DF: So, if someone is seeing a foot doctor and they have a known issue, and they’re running, whether it’s an injury or just a genetic thing like we talked about, their foot shape, and they have had a pair of orthotics made or off the shelf that they know work for them, is that something that they have to abandon when they come here and then kind of start from scratch?
MC: No, absolutely not. As a matter of fact, we should make everybody aware that they can continue to use that, and they can consult with the medical staff here and get more advice. But if they have something that’s been fitted for their foot and diagnosed with a problem that their insert will correct, then they can absolutely use it in training.

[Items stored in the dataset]
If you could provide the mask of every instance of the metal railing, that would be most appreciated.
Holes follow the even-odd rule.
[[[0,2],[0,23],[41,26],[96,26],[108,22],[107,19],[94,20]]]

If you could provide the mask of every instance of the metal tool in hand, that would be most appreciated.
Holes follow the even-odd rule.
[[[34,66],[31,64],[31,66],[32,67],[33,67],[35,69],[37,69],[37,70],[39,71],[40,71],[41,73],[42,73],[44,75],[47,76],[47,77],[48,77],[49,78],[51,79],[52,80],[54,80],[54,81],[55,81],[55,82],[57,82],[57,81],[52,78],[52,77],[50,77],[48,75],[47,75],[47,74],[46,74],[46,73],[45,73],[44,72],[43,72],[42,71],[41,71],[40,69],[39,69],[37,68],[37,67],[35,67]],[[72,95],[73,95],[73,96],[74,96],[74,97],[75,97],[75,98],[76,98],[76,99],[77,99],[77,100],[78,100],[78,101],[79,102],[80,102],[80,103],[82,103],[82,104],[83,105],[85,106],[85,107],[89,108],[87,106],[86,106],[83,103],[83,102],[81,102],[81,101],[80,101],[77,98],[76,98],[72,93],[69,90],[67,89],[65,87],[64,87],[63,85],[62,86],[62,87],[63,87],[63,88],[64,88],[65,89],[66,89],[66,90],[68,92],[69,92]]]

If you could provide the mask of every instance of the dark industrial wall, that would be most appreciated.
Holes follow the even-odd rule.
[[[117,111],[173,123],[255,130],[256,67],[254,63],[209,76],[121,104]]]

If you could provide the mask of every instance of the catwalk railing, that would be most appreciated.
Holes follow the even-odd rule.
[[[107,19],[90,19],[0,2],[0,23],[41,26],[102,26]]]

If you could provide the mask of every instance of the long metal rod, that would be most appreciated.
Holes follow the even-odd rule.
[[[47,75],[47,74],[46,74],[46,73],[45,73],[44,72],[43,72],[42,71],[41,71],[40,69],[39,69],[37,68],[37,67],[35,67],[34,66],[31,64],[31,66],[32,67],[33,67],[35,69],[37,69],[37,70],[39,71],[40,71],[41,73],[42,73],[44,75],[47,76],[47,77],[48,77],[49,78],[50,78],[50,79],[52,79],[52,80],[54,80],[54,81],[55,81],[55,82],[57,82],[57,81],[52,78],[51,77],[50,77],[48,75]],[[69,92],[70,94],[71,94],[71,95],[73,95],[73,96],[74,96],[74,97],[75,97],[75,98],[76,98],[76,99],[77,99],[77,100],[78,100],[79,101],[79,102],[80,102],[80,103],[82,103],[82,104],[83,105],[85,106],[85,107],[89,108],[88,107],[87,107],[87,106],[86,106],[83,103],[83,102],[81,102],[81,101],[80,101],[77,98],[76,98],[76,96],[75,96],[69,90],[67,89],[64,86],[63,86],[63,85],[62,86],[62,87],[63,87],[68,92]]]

▶ [Work instruction] In the interview excerpt, whom can people consult for more advice about the orthotics they already use? None of the entries is needed to work with the interview excerpt.

▶ [Written solution] The medical staff.